↓
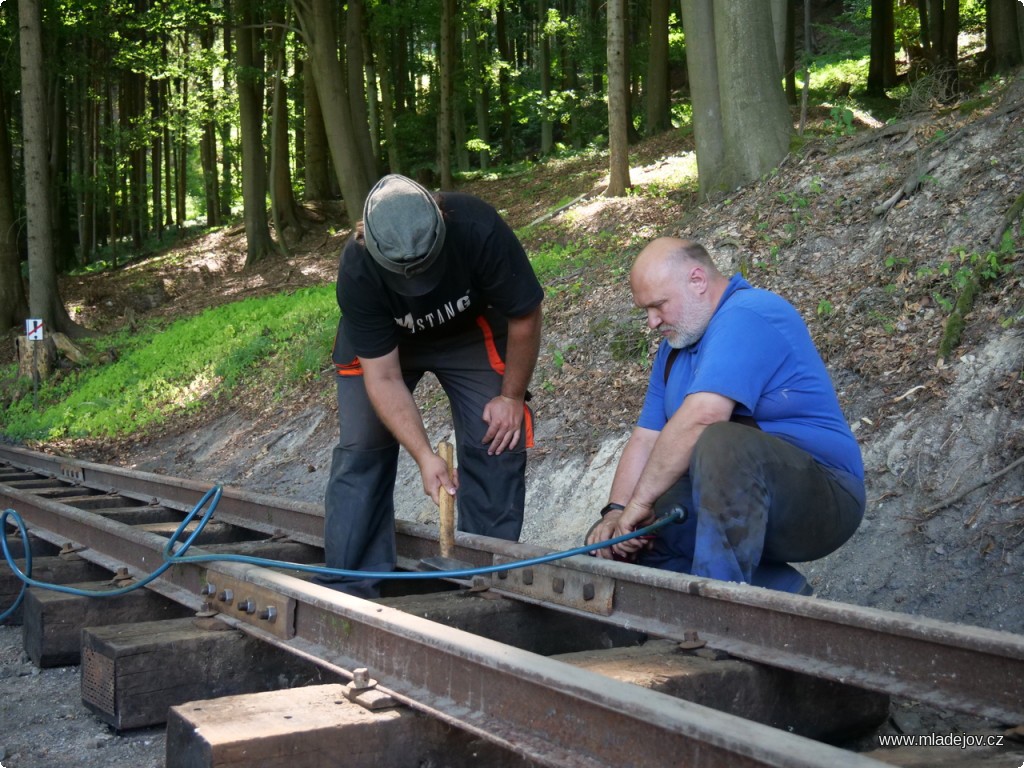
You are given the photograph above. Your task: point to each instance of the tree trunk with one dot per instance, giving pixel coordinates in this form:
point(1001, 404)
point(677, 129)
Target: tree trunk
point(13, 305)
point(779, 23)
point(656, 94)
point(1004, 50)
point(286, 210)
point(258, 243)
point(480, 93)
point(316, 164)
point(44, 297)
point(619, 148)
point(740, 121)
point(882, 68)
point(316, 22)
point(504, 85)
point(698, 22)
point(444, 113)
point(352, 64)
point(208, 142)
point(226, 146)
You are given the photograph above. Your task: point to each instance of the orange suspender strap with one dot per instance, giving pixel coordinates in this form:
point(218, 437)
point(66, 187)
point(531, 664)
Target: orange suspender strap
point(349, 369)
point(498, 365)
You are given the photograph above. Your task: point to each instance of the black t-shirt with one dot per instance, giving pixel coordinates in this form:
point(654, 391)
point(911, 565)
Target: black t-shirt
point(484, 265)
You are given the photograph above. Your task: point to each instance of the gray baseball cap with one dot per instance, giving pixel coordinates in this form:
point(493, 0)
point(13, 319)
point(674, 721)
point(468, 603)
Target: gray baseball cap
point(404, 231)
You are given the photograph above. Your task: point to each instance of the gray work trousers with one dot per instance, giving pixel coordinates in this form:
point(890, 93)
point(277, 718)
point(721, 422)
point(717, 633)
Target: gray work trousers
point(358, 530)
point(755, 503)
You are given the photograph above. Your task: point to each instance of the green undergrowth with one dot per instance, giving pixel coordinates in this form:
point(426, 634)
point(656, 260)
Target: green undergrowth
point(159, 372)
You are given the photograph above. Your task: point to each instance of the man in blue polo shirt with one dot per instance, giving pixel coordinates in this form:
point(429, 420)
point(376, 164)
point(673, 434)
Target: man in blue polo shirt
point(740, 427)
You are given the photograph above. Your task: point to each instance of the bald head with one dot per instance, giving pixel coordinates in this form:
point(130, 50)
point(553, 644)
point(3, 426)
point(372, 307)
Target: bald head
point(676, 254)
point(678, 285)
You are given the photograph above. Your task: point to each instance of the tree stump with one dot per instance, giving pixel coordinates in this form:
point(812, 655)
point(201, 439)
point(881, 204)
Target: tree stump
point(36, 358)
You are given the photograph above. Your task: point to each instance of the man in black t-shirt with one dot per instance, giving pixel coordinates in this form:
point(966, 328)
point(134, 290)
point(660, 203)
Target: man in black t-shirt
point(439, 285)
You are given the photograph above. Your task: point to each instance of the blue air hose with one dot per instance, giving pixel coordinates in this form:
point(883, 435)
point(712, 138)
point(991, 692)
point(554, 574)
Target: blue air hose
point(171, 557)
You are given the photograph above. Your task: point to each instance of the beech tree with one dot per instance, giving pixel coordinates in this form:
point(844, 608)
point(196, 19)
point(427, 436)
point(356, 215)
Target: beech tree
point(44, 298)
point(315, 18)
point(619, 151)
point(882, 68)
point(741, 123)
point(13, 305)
↑
• [INSTRUCTIONS FOR THE TASK]: Reproduce all of the data above word for word and line for line, omitting the picture.

• [ANSWER FOR THE TASK]:
You are given the photograph above. Your task: point to each instance of the tree trunk with one dot per instance, giving pixel coordinates in this form:
point(1001, 404)
point(677, 129)
Target: tree trunk
point(13, 305)
point(779, 23)
point(656, 94)
point(1004, 50)
point(286, 210)
point(258, 243)
point(480, 93)
point(316, 164)
point(44, 297)
point(619, 148)
point(740, 121)
point(882, 68)
point(316, 22)
point(504, 85)
point(698, 22)
point(444, 113)
point(352, 64)
point(208, 142)
point(226, 146)
You are given the photograph above. Your task: point to each instance of the orange suspender strap with one dot per instance, giving pixel coordinates in this form:
point(218, 437)
point(66, 187)
point(531, 664)
Target: orange suspender strap
point(349, 369)
point(498, 365)
You are given the photograph above. Your task: point to each instance of the black t-shirt with one dot per instance, giving pixel coordinates in this form:
point(654, 391)
point(911, 565)
Target: black t-shirt
point(484, 265)
You are given the photograph above. Your task: point to each instance of the gray baseball cap with one dot per instance, giving pixel coordinates in this form:
point(493, 0)
point(13, 319)
point(674, 721)
point(468, 603)
Target: gray baseball cap
point(404, 231)
You are given the photograph above. Your task: point to each instance of the gray work trousers with one dot per instance, giving pixel coordinates in this form:
point(890, 93)
point(277, 718)
point(721, 422)
point(717, 633)
Target: gray work trousers
point(358, 530)
point(755, 503)
You are given the photograph above. Your task: point to each instance of the green undergrowth with one dot per instance, giving pixel coordinates in this form:
point(426, 634)
point(656, 260)
Target: green undergrowth
point(159, 372)
You are given the photograph above. Your task: point to each instance of the man in blue polo shirt with one dot per instance, giving pixel coordinates in this form:
point(429, 420)
point(376, 164)
point(673, 434)
Target: man in blue polo shirt
point(740, 427)
You are given the photograph above. Your task: point to each instance of the bald head with one dot per instance, giving pixel coordinates in this form:
point(130, 50)
point(553, 644)
point(3, 426)
point(372, 307)
Target: bald head
point(676, 254)
point(678, 285)
You are given the photograph above. Your task: point to each instance of the tree stump with one dot per instance, giving pixel coordinates in this form:
point(812, 655)
point(201, 439)
point(881, 204)
Target: tree stump
point(36, 358)
You are given the photograph above. Your task: point to each instance of the man in black t-shirt with one dot per instance, giving pixel coordinates in this form:
point(966, 328)
point(134, 290)
point(660, 203)
Target: man in black t-shirt
point(439, 285)
You are given the photograph above. Your task: point to each instance of the blue air hose with one dot per instance, giving pixel coordinates in this form:
point(883, 435)
point(712, 138)
point(991, 692)
point(554, 574)
Target: blue air hose
point(171, 557)
You are given the photograph above. Your task: point to each instance of the beech tree with one dot per instance, giving pixel coordinates in this form:
point(844, 608)
point(196, 19)
point(427, 436)
point(356, 215)
Target: beech tree
point(44, 298)
point(315, 18)
point(619, 151)
point(882, 68)
point(741, 123)
point(13, 305)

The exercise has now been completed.